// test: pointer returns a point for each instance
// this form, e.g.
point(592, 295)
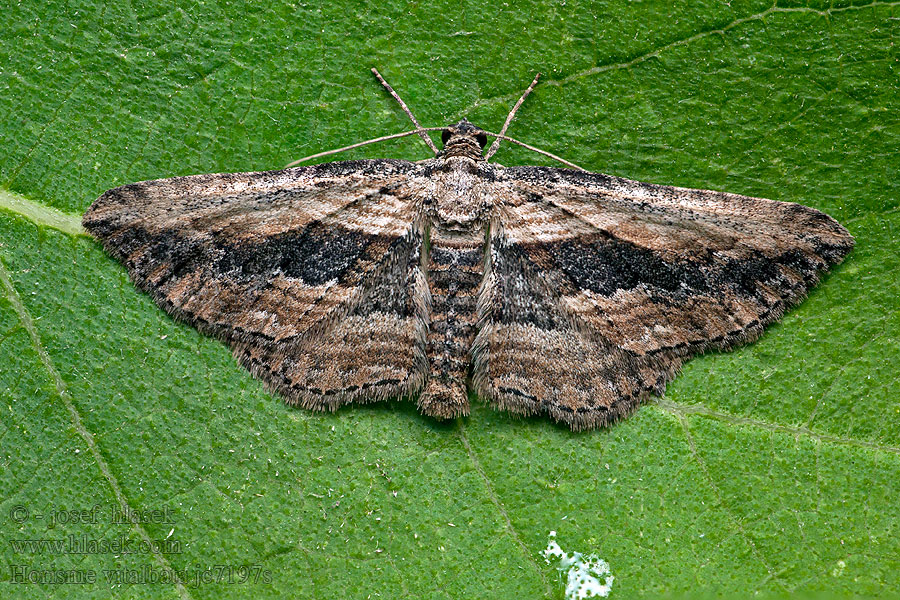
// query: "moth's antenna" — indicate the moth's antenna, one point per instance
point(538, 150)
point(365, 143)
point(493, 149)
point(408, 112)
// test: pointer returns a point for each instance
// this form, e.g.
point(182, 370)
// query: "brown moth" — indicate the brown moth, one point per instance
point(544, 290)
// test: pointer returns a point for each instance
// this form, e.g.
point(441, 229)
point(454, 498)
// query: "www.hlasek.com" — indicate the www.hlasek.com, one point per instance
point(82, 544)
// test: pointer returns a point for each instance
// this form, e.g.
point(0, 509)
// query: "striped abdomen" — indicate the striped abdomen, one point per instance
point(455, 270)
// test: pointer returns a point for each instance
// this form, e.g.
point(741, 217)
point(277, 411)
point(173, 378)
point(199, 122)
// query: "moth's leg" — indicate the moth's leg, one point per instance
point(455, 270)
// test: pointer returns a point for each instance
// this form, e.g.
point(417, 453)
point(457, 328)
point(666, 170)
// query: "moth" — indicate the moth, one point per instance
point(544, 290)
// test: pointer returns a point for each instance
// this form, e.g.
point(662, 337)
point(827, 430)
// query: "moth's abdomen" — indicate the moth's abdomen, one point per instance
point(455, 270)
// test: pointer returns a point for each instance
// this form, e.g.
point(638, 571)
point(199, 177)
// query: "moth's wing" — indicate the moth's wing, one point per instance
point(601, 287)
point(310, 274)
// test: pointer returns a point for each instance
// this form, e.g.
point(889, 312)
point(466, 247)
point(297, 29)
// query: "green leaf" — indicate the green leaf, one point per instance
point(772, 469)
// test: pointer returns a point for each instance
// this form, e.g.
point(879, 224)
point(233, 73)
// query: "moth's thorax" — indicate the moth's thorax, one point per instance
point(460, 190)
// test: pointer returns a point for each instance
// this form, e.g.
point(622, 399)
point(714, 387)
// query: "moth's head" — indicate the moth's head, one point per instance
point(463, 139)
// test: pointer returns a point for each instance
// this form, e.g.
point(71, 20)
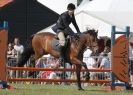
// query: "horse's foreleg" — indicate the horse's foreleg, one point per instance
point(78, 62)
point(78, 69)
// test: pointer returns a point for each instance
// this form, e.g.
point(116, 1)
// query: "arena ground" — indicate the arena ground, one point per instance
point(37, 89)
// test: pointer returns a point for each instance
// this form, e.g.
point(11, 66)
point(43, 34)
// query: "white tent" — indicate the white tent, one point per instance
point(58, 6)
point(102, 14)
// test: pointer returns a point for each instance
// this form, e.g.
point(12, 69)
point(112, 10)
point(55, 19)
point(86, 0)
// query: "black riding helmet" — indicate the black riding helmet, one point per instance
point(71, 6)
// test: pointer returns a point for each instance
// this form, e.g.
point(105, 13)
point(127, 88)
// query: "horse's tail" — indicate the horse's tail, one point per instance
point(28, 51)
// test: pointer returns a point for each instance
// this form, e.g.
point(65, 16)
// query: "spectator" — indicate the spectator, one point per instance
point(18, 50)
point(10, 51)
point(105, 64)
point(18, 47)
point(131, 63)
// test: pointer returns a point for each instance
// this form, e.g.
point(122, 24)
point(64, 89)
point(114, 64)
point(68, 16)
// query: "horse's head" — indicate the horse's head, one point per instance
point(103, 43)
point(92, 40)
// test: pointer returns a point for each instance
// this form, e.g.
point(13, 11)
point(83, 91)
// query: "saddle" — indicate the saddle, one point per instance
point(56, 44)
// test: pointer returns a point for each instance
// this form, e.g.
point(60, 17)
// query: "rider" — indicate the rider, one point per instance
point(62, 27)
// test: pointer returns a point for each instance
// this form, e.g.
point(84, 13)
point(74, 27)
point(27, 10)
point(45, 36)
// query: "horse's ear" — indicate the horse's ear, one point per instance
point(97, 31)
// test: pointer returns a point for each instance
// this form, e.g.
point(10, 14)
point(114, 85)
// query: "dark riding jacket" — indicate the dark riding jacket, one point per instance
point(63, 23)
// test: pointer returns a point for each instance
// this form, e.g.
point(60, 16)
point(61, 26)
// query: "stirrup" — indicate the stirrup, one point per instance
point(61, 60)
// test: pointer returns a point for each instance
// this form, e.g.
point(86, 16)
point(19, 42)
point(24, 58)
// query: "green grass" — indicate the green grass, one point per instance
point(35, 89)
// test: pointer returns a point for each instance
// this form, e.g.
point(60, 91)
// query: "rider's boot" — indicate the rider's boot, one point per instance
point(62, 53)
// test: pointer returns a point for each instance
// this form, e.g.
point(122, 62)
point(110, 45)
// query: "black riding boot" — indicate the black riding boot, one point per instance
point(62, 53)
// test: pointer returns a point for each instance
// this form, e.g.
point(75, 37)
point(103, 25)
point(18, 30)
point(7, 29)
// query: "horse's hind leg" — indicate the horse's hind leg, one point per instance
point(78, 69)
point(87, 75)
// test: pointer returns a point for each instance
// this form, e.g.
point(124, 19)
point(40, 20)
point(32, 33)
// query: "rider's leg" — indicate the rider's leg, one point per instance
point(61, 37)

═══

▸ Yapmanız gereken
Yukarıdaki materyalin tamamında "pointer" ifadesini her geçtiği yerde "locator" ifadesiyle değiştirip geri kalan her şeyi olduğu gibi bırakarak lütfen yeniden yazın. Resimleri yanıta koymayın.

▸ Alıştırma yanıtı
// test: locator returns a point for each instance
// this form, e.g.
point(592, 295)
// query: "moth's antenna" — indicate the moth's antenna, one point per instance
point(538, 150)
point(365, 143)
point(493, 149)
point(408, 112)
// test: locator returns a point for each instance
// this form, e.g.
point(182, 370)
// query: "brown moth" — indicate the brown moth, one point per instance
point(544, 290)
// test: locator returns a point for each instance
// this form, e.g.
point(441, 229)
point(454, 498)
// query: "www.hlasek.com" — indicate the www.hlasek.com, one point per instance
point(82, 544)
// test: locator returns a point for each instance
// this form, e.g.
point(0, 509)
// query: "striped abdomen" — indicate the striped abdomen, one point per instance
point(455, 270)
// test: locator returns a point for each instance
// this form, e.g.
point(741, 217)
point(277, 411)
point(173, 378)
point(199, 122)
// query: "moth's leg" — indicate the moth's leg, one point per instance
point(455, 270)
// test: locator returns a point for each instance
// this form, e.g.
point(417, 453)
point(457, 328)
point(666, 170)
// query: "moth" — indicate the moth, one point per instance
point(544, 290)
// test: locator returns a point for each instance
// this form, e.g.
point(662, 337)
point(827, 430)
// query: "moth's abdomen" — indicate the moth's abdomen, one point per instance
point(455, 270)
// test: locator returns a point for each instance
// this form, e.g.
point(638, 571)
point(199, 177)
// query: "moth's wing" — indicate the moth's wing, one point per instance
point(601, 287)
point(310, 274)
// test: locator returns a point for each instance
// this form, e.g.
point(889, 312)
point(466, 247)
point(297, 29)
// query: "green leaf" — indicate the green leaf, one point per instance
point(772, 469)
// test: locator returns a point for each instance
// this form, e.g.
point(879, 224)
point(233, 73)
// query: "moth's thorax" — indicate the moth's thorax, one point per instance
point(460, 190)
// test: locator returns a point for each instance
// this form, e.g.
point(622, 399)
point(714, 387)
// query: "moth's head" — indicate the moth's head, one point per instance
point(463, 139)
// test: locator returns a point for each instance
// this form, e.g.
point(71, 20)
// query: "horse's foreleg" — indicate the horse's foreleg, one point per instance
point(78, 62)
point(78, 69)
// test: locator returns a point for each instance
// this form, e.g.
point(116, 1)
// query: "arena ground" — indicate the arena ground, one point per instance
point(37, 89)
// test: locator returns a point for each instance
// this form, e.g.
point(11, 66)
point(43, 34)
// query: "white tent" — indicate the white tent, one point per instance
point(58, 6)
point(102, 14)
// test: locator returns a point for each instance
// this form, e.g.
point(12, 69)
point(112, 10)
point(55, 19)
point(86, 0)
// query: "black riding helmet" — indicate the black riding helmet, one point per instance
point(71, 6)
// test: locator returns a point for each instance
// this form, e.g.
point(105, 13)
point(127, 88)
// query: "horse's tail" — indicate the horse's tail, one point per instance
point(28, 51)
// test: locator returns a point for each instance
// this form, e.g.
point(65, 16)
// query: "spectator" — indicate the spectator, one point per instance
point(18, 50)
point(10, 51)
point(105, 64)
point(18, 47)
point(131, 63)
// test: locator returns a point for each instance
// this form, e.g.
point(122, 24)
point(64, 89)
point(114, 64)
point(68, 16)
// query: "horse's head" — indicate the horse's head, one point per instance
point(103, 43)
point(92, 40)
// test: locator returns a point for each instance
// this form, e.g.
point(13, 11)
point(83, 91)
// query: "saddle" — indicate the saddle, one point per instance
point(56, 44)
// test: locator returns a point for each instance
// this form, e.g.
point(60, 17)
// query: "rider" — indicate the rider, one point per instance
point(62, 27)
// test: locator returns a point for each instance
// this form, e.g.
point(84, 13)
point(74, 27)
point(27, 10)
point(45, 36)
// query: "horse's ear" — indicate the horse's ear, one point per instance
point(97, 31)
// test: locator returns a point for each instance
// this form, e.g.
point(10, 14)
point(114, 85)
// query: "dark riding jacket" — indicate the dark riding jacket, one point per instance
point(63, 23)
// test: locator returns a point for each instance
// this form, e.g.
point(60, 16)
point(61, 26)
// query: "stirrup" — indicate the stirrup, one point per instance
point(61, 60)
// test: locator returns a point for each instance
// this form, e.g.
point(86, 16)
point(19, 42)
point(24, 58)
// query: "green grass" — indicate the green grass, one point per instance
point(35, 89)
// test: locator returns a point for each instance
// this form, e.g.
point(60, 91)
// query: "rider's boot" — indicate the rider's boot, one point per instance
point(62, 53)
// test: locator returns a point for each instance
// this form, e.g.
point(122, 62)
point(110, 45)
// query: "black riding boot" — indicate the black riding boot, one point per instance
point(62, 53)
// test: locator returns a point for each instance
// this form, e.g.
point(75, 37)
point(103, 25)
point(18, 30)
point(7, 29)
// query: "horse's hind leg" — indicate the horse's hind leg, one point per instance
point(78, 69)
point(87, 75)
// test: locator returns a point for each instance
// this form, e.g.
point(124, 19)
point(40, 20)
point(32, 33)
// query: "rider's leg" — indicate the rider's leg, one point per instance
point(61, 37)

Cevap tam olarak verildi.